• _Problem details_
Repeat the listing below in full, keeping every character as it is.

• _Data supplied_
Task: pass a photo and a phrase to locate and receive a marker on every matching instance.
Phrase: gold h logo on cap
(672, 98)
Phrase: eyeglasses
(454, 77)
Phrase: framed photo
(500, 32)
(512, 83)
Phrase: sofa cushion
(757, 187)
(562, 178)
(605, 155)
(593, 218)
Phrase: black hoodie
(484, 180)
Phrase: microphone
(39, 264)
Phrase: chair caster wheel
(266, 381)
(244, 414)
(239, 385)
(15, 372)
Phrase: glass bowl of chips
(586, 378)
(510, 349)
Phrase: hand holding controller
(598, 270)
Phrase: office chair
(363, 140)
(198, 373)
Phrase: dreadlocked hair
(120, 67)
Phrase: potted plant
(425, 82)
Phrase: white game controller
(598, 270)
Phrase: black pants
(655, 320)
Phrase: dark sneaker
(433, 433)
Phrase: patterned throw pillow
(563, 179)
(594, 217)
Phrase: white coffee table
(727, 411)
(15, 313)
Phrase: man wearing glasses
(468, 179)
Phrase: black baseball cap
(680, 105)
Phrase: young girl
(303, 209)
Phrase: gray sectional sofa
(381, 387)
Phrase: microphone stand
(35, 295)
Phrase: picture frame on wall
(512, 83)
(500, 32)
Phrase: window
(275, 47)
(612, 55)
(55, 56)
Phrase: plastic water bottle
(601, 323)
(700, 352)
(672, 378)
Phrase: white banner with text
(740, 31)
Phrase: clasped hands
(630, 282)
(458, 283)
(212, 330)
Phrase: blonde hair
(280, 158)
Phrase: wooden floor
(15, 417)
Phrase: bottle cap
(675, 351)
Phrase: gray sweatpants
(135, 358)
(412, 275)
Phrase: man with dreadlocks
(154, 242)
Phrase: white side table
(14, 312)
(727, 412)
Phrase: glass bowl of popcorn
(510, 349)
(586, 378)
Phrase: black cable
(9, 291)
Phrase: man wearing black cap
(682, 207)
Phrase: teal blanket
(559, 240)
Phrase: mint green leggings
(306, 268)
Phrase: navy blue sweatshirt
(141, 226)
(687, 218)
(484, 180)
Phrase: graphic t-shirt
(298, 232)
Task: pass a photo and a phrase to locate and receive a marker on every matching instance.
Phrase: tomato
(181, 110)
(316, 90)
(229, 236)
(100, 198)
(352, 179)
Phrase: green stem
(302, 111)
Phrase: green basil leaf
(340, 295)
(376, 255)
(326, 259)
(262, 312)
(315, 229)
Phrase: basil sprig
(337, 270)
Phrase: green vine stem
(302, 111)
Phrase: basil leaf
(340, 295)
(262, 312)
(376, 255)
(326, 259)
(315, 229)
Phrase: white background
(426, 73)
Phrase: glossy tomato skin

• _Answer section_
Task: pass a photo and a phrase to locate and receive a marker on every matching instance.
Phrase: gold h logo on cap
(672, 98)
Phrase: eyeglasses
(454, 77)
Phrase: framed photo
(500, 32)
(512, 83)
Phrase: sofa cushion
(757, 187)
(562, 178)
(605, 155)
(593, 218)
Phrase: black hoodie
(484, 180)
Phrase: microphone
(39, 264)
Phrase: chair caster wheel
(266, 381)
(244, 414)
(239, 385)
(15, 372)
Phrase: glass bowl of chips
(586, 378)
(510, 349)
Phrase: hand holding controller
(598, 270)
Phrase: office chair
(363, 140)
(198, 373)
Phrase: dreadlocked hair
(120, 67)
Phrase: potted plant
(425, 82)
Phrase: white game controller
(598, 270)
Phrase: black pants
(655, 320)
Phrase: dark sneaker
(433, 433)
Phrase: patterned throw pillow
(563, 179)
(594, 217)
Phrase: white coffee table
(727, 411)
(15, 313)
Phrase: man wearing glasses
(468, 179)
Phrase: black baseball cap
(680, 105)
Phrase: young girl
(303, 209)
Phrase: gray sectional sofa
(381, 387)
Phrase: microphone stand
(35, 295)
Phrase: picture frame on wall
(512, 83)
(500, 32)
Phrase: window
(275, 47)
(612, 55)
(55, 56)
Phrase: plastic water bottle
(601, 323)
(700, 352)
(672, 378)
Phrase: white banner with text
(740, 31)
Phrase: clasped hands
(630, 282)
(458, 283)
(212, 330)
Phrase: blonde hair
(280, 158)
Phrase: wooden floor
(15, 417)
Phrase: bottle cap
(675, 351)
Phrase: gray sweatpants
(135, 358)
(412, 275)
Phrase: man with dreadlocks
(154, 242)
Phrase: white side table
(14, 312)
(727, 412)
Phrase: glass bowl of popcorn
(510, 349)
(586, 378)
Phrase: black cable
(9, 291)
Phrase: man wearing black cap
(682, 207)
Phrase: teal blanket
(559, 240)
Phrase: mint green leggings
(306, 268)
Phrase: navy blue sweatshirt
(141, 226)
(687, 218)
(484, 180)
Phrase: graphic t-shirt
(298, 232)
Task: pass a photo and a phrase to locate and receive a marker on every matching instance.
Phrase: tomato
(181, 110)
(316, 90)
(229, 236)
(100, 198)
(352, 179)
Phrase: green stem
(302, 111)
Phrase: green basil leaf
(340, 295)
(376, 255)
(326, 259)
(262, 312)
(315, 229)
Phrase: basil sprig
(337, 270)
Phrase: green vine stem
(302, 111)
Phrase: basil leaf
(340, 295)
(262, 312)
(376, 255)
(326, 259)
(315, 229)
Phrase: white background
(426, 73)
Phrase: glossy tomato skin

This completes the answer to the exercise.